=== Problem details ===
Type out each record word for word. Pictures stay out.
┌─ Data for this exercise
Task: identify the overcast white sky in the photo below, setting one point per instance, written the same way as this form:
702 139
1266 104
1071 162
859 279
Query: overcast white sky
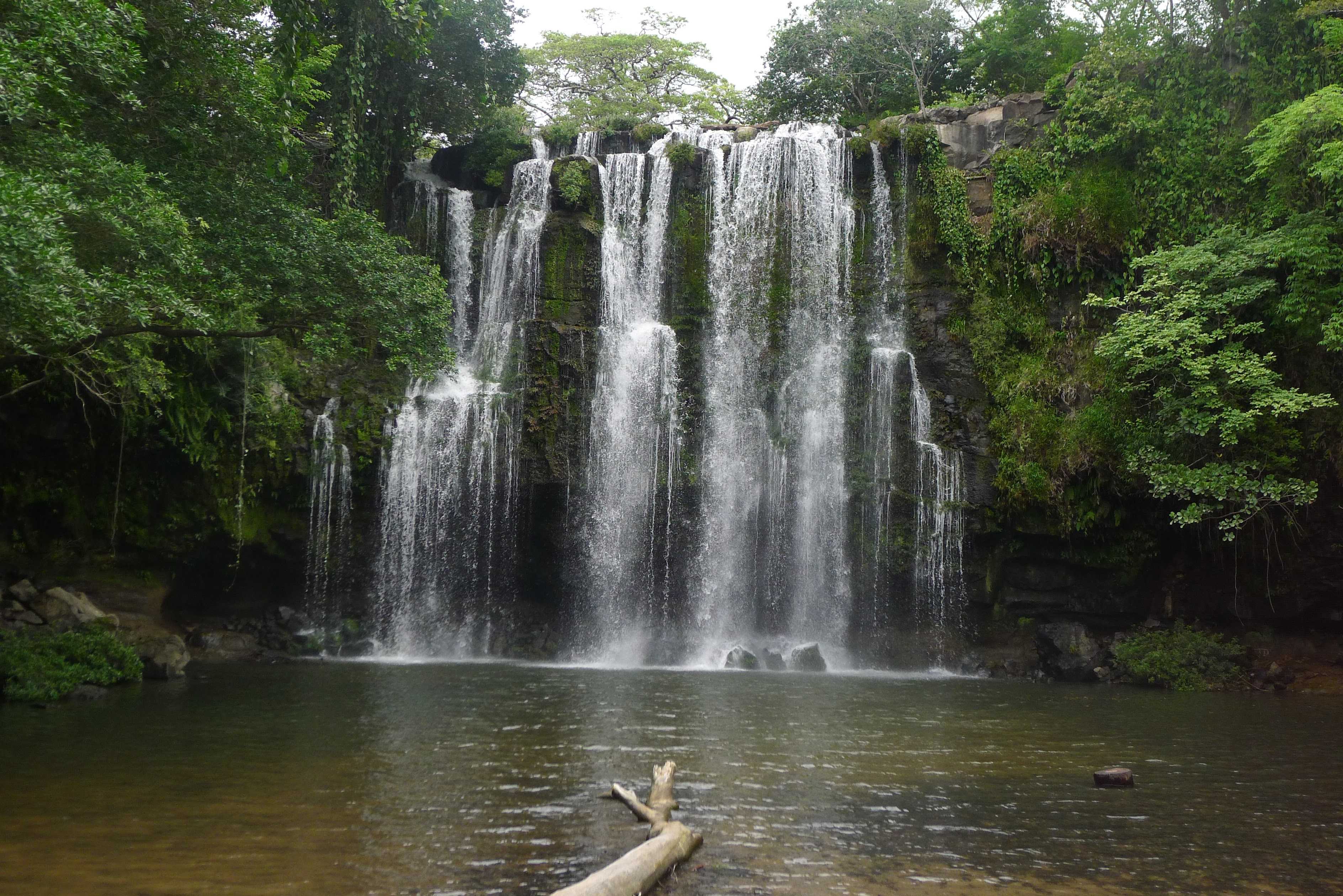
737 31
└─
=== Answer to this problem ===
Task: identify the overcast white sky in the photo below, setting one point per instance, written the same way as this form:
702 139
1266 104
1071 162
859 279
Query: overcast white sky
737 31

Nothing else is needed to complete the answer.